ACTIONS TO TAKE —
1) In the Jenkins issue about Pipeline durability, what does the quoted documentation say forces the flush-to-disk on Linux?
2) Carry on writing the Jenkins issue about disabling fsync for Pipeline, starting right after its last sentence.

SELECTED PASSAGE —
=-=-=
Uploaded image for project: 'Jenkins'
  1. Jenkins
  2. JENKINS-66001

Want a way to disable fsync(2) for Pipeline but retaining atomicity

      The Scaling Pipeline documentation states:

      Atomic writes: All settings except "maximum durability" currently avoid atomic writes — what this means is that if the operating system running Jenkins fails, data that is buffered for writing to disk will not be flushed, it will be lost. This is quite rare, but can happen as a result of container or virtualization operations that halt the operating system or disconnect storage. Usually this data is flushed pretty quickly to disk, so the window for data loss is brief. On Linux this flush-to-disk can be forced by running 'sync'. In some rare cases this can also result in a build that cannot be loaded.

      I think this is a bit misleading. I was running with SURVIVABLE_NONATOMIC for a while. My kernels don't panic and my storage doesn't drop writes. But my JVM doesn't always go down cleanly. My Ansible deployment scripts don't POST to /exit before stopping the container. And sometimes the JVM runs out of memory and the Docker container restarts. According to the documentation, those shouldn't be a big deal: after all, my OS and storage are stable.
=-=-=
A run of records —
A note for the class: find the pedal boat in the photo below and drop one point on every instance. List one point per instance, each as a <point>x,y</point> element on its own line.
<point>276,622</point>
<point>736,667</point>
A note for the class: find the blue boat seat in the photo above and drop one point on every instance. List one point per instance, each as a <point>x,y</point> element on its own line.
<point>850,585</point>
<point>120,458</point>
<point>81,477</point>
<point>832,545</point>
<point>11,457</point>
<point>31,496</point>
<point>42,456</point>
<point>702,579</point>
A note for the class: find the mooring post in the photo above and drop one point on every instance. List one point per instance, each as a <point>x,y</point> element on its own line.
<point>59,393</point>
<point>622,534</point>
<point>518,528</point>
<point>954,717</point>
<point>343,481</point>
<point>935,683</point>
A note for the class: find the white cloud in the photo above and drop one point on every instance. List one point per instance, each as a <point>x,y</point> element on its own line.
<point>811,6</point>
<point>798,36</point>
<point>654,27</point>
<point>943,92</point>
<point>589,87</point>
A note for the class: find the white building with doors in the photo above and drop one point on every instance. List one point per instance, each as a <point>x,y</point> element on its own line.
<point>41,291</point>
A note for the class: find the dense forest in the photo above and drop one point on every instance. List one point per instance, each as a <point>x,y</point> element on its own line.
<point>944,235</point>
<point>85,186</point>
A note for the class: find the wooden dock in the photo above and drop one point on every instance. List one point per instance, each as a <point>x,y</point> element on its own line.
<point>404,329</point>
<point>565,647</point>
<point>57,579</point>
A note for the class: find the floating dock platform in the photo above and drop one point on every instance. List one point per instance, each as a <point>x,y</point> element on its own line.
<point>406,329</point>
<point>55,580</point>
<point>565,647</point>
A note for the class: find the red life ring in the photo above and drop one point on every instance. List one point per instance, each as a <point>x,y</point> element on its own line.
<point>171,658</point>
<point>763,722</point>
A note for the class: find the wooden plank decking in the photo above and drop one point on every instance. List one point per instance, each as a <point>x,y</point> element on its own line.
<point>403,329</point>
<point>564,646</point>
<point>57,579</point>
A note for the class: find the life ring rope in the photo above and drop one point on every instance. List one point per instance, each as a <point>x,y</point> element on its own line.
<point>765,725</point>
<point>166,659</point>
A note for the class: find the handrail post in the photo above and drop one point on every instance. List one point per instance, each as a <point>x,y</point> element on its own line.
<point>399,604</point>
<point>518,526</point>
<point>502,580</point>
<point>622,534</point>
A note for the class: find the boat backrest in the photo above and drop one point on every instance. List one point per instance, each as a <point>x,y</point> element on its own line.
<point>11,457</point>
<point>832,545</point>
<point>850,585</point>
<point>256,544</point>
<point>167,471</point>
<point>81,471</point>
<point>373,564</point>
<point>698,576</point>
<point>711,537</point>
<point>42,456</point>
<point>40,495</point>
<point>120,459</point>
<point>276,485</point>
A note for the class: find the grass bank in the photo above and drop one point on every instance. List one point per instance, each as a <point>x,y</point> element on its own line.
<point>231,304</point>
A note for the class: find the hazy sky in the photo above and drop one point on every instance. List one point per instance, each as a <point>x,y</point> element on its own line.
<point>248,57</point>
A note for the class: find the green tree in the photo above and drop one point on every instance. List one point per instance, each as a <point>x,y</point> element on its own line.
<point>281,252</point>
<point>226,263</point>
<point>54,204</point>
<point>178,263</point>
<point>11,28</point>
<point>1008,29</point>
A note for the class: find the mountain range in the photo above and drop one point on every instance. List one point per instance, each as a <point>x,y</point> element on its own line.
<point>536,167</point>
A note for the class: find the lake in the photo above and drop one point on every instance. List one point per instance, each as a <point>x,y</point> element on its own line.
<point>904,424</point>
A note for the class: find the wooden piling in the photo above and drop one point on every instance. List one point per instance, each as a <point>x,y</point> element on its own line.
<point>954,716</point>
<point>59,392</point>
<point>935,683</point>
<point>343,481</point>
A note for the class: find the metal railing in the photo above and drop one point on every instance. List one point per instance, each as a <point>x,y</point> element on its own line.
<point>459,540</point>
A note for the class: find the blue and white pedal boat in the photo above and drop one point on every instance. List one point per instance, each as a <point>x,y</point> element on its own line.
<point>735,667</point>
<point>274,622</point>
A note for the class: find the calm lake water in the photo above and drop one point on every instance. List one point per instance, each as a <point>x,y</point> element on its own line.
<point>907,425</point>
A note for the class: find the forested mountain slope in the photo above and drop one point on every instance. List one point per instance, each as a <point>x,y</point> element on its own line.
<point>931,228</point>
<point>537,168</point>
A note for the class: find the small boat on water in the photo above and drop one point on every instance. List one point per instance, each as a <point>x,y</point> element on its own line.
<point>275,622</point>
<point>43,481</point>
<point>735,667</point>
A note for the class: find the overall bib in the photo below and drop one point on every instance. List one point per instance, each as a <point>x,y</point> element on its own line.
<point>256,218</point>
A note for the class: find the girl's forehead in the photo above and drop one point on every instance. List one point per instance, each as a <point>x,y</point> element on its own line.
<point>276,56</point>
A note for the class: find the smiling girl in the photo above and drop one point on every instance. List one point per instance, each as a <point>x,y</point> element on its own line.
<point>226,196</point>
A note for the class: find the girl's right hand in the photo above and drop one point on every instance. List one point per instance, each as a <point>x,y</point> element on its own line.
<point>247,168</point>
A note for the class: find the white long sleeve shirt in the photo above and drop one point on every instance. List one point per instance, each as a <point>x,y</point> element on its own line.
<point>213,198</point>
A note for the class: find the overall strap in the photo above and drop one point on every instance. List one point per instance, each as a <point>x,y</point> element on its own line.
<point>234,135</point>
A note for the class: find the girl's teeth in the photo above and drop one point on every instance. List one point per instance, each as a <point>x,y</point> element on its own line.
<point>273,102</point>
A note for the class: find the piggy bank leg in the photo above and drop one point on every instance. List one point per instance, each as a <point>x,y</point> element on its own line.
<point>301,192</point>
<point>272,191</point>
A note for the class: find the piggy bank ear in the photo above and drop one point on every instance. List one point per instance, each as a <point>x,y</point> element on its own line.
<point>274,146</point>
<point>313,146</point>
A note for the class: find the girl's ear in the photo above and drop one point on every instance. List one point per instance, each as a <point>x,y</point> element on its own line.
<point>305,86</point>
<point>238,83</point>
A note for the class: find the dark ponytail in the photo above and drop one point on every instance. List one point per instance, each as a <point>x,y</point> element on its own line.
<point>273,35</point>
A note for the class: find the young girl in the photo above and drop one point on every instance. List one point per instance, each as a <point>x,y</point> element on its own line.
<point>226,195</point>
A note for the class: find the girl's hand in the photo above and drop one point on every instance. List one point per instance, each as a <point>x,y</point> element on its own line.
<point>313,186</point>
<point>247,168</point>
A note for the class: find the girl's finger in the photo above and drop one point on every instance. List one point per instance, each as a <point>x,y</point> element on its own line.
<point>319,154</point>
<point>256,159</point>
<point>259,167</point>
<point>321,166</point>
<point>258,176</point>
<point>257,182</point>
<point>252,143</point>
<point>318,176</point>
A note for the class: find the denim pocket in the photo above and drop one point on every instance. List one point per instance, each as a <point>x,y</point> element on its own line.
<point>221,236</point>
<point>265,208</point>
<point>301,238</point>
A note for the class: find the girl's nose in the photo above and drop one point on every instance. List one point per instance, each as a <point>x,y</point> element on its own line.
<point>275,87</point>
=-=-=
RESULTS FOR THE EXERCISE —
1) Running 'sync' forces it.

2)
      But JVM restarts are a big deal in SURVIVABLE_NONATOMIC mode. Yes SURVIVABLE_NONATOMIC avoids XmlFile#write which avoids fsync(2), which is great. But SURVIVABLE_NONATOMIC is not so great because rather than writing the XML file to a temporary location and moving it (atomically) on top of the destination once it has been closed, it truncates the destination and then writes the new content to it. That leaves a window of time where, if the JVM goes down, data might be lost in the destination file. "But you didn't want atomicity!" you say. Fair enough, but yet the documentation told me that all I had to do was make sure my OS and storage were stable. It didn't say anything about keeping my JVM from shutting down uncleanly, and that's a tall order. In fact, I explicitly ran sync(1) before (uncleanly) shutting down my JVM in the hope that I wouldn't have any durability problems, but I still ran into durability problems. Looking into the implementation after the fact, it all makes sense now.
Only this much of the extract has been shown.